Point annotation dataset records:
####
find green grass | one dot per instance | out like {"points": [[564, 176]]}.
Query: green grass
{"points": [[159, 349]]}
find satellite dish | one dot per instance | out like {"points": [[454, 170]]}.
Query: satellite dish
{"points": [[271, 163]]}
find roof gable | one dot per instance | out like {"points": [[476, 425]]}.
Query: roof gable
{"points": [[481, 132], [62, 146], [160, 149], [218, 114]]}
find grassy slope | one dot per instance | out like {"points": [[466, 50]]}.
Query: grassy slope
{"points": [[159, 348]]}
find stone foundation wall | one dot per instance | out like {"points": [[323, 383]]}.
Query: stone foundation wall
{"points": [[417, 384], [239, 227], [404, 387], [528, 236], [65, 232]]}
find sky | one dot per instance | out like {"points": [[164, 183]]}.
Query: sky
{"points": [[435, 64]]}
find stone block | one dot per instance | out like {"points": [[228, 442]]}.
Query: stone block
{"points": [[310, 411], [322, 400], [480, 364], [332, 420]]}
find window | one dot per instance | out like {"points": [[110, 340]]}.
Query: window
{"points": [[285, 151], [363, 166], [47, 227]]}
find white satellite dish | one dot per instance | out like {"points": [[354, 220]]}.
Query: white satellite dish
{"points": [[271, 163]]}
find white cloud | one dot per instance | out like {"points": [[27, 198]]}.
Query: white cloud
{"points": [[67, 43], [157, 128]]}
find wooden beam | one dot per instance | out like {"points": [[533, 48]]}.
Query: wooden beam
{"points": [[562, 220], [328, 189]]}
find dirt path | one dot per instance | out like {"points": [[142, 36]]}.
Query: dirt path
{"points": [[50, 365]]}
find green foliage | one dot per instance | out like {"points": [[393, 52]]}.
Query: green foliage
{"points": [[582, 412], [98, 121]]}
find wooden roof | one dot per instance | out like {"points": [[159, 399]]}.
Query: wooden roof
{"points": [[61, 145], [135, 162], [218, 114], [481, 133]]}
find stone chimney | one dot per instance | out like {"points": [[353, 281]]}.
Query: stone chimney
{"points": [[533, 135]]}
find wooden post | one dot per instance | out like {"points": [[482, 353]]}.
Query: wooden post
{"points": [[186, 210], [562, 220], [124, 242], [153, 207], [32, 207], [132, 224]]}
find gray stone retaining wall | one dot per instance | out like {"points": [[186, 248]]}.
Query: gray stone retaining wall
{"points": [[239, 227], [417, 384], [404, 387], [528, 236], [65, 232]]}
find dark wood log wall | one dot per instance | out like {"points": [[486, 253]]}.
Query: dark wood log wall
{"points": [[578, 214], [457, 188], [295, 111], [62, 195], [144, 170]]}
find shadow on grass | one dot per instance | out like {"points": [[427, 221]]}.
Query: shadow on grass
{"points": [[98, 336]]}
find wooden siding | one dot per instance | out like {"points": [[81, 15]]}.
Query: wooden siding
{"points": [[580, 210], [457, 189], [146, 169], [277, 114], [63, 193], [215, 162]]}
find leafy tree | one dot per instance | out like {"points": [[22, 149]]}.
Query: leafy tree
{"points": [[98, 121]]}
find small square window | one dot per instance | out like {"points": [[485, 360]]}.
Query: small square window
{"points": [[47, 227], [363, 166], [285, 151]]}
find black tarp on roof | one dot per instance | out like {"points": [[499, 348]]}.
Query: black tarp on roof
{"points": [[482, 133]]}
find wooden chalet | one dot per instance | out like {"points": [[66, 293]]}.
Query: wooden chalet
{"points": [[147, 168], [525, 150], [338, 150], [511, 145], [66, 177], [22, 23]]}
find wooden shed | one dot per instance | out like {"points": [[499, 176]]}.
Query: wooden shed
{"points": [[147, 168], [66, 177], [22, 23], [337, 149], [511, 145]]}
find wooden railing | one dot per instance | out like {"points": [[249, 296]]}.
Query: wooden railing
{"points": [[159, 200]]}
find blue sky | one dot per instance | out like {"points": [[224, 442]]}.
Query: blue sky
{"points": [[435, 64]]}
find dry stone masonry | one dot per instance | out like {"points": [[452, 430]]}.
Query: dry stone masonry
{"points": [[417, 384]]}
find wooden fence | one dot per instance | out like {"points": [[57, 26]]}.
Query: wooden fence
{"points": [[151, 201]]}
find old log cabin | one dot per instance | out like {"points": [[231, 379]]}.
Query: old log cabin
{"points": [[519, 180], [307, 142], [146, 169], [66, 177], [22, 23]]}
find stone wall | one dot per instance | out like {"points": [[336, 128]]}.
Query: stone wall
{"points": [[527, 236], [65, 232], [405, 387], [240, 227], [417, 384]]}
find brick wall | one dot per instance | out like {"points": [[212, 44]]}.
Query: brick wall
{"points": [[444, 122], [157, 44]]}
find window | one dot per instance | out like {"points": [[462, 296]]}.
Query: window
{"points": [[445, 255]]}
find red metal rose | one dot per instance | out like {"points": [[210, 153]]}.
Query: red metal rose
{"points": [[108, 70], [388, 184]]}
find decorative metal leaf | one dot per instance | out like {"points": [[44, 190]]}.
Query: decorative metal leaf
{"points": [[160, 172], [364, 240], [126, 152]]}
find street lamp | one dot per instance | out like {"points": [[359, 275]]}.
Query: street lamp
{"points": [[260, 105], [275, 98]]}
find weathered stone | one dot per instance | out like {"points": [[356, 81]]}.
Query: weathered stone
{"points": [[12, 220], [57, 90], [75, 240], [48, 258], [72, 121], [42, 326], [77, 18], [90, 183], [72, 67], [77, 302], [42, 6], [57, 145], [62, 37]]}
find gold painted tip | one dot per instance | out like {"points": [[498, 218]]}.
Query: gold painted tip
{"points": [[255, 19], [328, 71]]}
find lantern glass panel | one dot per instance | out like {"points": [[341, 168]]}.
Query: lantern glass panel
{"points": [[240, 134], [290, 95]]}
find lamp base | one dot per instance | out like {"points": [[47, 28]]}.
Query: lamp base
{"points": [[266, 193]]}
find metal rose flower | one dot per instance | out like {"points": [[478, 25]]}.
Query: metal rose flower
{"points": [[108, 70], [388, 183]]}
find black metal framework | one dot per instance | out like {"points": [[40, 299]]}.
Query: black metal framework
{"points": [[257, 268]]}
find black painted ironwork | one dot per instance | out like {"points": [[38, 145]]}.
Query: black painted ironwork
####
** Written problem **
Can you restate every record above word for word?

** Task answer **
find green grass | one dot per instance | out like {"points": [[564, 176]]}.
Query: green grass
{"points": [[159, 349]]}
find satellite dish | one dot per instance | out like {"points": [[454, 170]]}.
Query: satellite dish
{"points": [[271, 163]]}
find roof gable | one dot per instance | out like {"points": [[476, 425]]}.
Query: roof gable
{"points": [[481, 132], [62, 146], [160, 149], [218, 114]]}
find grassy slope | one dot per instance | out like {"points": [[466, 50]]}.
Query: grassy slope
{"points": [[159, 348]]}
find stone foundation wall | one dot per instance | out like {"points": [[323, 383]]}.
Query: stone foundation wall
{"points": [[417, 384], [239, 227], [404, 387], [528, 236], [65, 232]]}
find sky | one dot per instance | out like {"points": [[164, 183]]}.
Query: sky
{"points": [[435, 64]]}
find stone block | one dot per instance | out like {"points": [[228, 442]]}.
Query: stone block
{"points": [[310, 411], [322, 400], [480, 364], [332, 420]]}
find window | one dot per instance | out like {"points": [[110, 340]]}.
Query: window
{"points": [[285, 151], [363, 166], [47, 227]]}
find white satellite dish | one dot per instance | out like {"points": [[354, 220]]}.
Query: white satellite dish
{"points": [[271, 163]]}
find white cloud | one dot per instance | out like {"points": [[27, 198]]}.
Query: white cloud
{"points": [[67, 43], [157, 128]]}
find wooden beam | one dot per instance | out like {"points": [[533, 48]]}.
Query: wooden beam
{"points": [[562, 220], [328, 189]]}
find dirt path | one dot per instance | out like {"points": [[142, 36]]}.
Query: dirt path
{"points": [[50, 365]]}
find green foliage | one dot per instance | out like {"points": [[393, 52]]}.
Query: green foliage
{"points": [[582, 412], [98, 121]]}
find wooden roof | one dot per instance | out like {"points": [[159, 399]]}.
Query: wooden roof
{"points": [[61, 145], [135, 162], [218, 114], [481, 133]]}
find stone chimney | one dot per instance | out like {"points": [[353, 281]]}.
Query: stone chimney
{"points": [[533, 135]]}
find wooden post | one dot per instance | out like {"points": [[482, 353]]}.
Query: wooden post
{"points": [[186, 210], [562, 220], [124, 242], [153, 207], [32, 207], [132, 224]]}
find gray stone retaining wall | one dot per instance | out like {"points": [[186, 248]]}.
Query: gray stone retaining wall
{"points": [[239, 227], [417, 384], [404, 387], [528, 236], [65, 232]]}
find dark wood log wall | one dot per instance | out like {"points": [[486, 253]]}.
Query: dark wood log wall
{"points": [[578, 214], [457, 188], [295, 111], [62, 195], [144, 170]]}
find shadow on grass | one dot per instance | out like {"points": [[427, 221]]}.
Query: shadow on grass
{"points": [[98, 336]]}
find wooden siding | one dot per instance | out like {"points": [[81, 15]]}.
Query: wooden siding
{"points": [[580, 210], [457, 189], [146, 169], [277, 114], [63, 193], [215, 162]]}
find leafy tree | one dot per instance | out like {"points": [[22, 149]]}.
Query: leafy tree
{"points": [[98, 121]]}
find small square window | one dot per instance | out like {"points": [[485, 360]]}.
Query: small square window
{"points": [[47, 227], [363, 166], [285, 151]]}
find black tarp on roof | one dot per instance | out like {"points": [[499, 348]]}.
Query: black tarp on roof
{"points": [[482, 133]]}
find wooden chalet | one dot per instance | out like {"points": [[66, 293]]}.
Query: wooden chalet
{"points": [[147, 168], [525, 150], [338, 150], [511, 145], [66, 177], [22, 23]]}
find wooden shed | one dot per instance | out like {"points": [[499, 176]]}.
Query: wooden shed
{"points": [[147, 168], [66, 177], [22, 23], [337, 149], [511, 145]]}
find wooden railing | one dot per instance | out like {"points": [[249, 296]]}.
Query: wooden railing
{"points": [[159, 200]]}
find blue sky | one dot per instance | out like {"points": [[224, 442]]}.
Query: blue sky
{"points": [[435, 64]]}
find dry stone masonry | one dot per instance | out like {"points": [[452, 430]]}.
Query: dry stone masonry
{"points": [[417, 384]]}
find wooden fence | one dot per instance | out like {"points": [[57, 26]]}.
Query: wooden fence
{"points": [[151, 201]]}
find old log cabin | one dot per instance | out like {"points": [[231, 379]]}.
Query: old log cabin
{"points": [[519, 180], [307, 142], [146, 169], [66, 177], [22, 23]]}
find stone wall | one dot per instance | out like {"points": [[336, 128]]}.
Query: stone wall
{"points": [[527, 236], [65, 232], [405, 387], [240, 227], [417, 384]]}
find brick wall | one dot per instance | out like {"points": [[212, 44]]}.
Query: brick wall
{"points": [[444, 122], [157, 44]]}
find window | one dot per instance | out like {"points": [[462, 296]]}.
Query: window
{"points": [[445, 255]]}
find red metal rose | one dot per instance | out like {"points": [[210, 153]]}.
Query: red metal rose
{"points": [[108, 70], [388, 184]]}
find decorative metal leaf | one dot per instance | out like {"points": [[44, 190]]}.
Query: decorative metal leaf
{"points": [[160, 172], [364, 240], [126, 152]]}
find street lamp | one dot per instance | out like {"points": [[359, 275]]}.
Query: street lamp
{"points": [[260, 105], [275, 98]]}
find weathered stone | one dot per instance | out like {"points": [[356, 81]]}.
Query: weathered stone
{"points": [[12, 220], [57, 90], [75, 240], [48, 258], [72, 121], [42, 326], [77, 18], [90, 183], [72, 67], [77, 302], [42, 6], [57, 145], [62, 37]]}
find gold painted tip | one dot per instance | out like {"points": [[498, 218]]}.
Query: gold painted tip
{"points": [[255, 19], [328, 71]]}
find lantern glass panel | one dot per instance | out like {"points": [[341, 168]]}.
Query: lantern glass panel
{"points": [[240, 134], [290, 95]]}
find lamp base | one dot per instance | out like {"points": [[47, 28]]}.
Query: lamp base
{"points": [[266, 193]]}
find metal rose flower | one dot per instance | out like {"points": [[478, 25]]}.
Query: metal rose flower
{"points": [[108, 70], [388, 183]]}
find black metal framework | one dot per instance | out like {"points": [[40, 299]]}.
Query: black metal framework
{"points": [[257, 268]]}
find black painted ironwork | one dot per instance | out like {"points": [[38, 145]]}.
Query: black painted ironwork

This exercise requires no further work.